What is asked
Copy every line of the records below, requests included, and offset each coordinate in the answers by adding 122, leaving the numbers in the requests unchanged.

Material for the task

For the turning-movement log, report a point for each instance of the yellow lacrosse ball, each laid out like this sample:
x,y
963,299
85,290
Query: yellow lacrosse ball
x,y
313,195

The answer
For the turning-movement log, report a point for each instance of the yellow lacrosse ball, each laid out like this sample:
x,y
963,299
85,290
Query: yellow lacrosse ball
x,y
435,317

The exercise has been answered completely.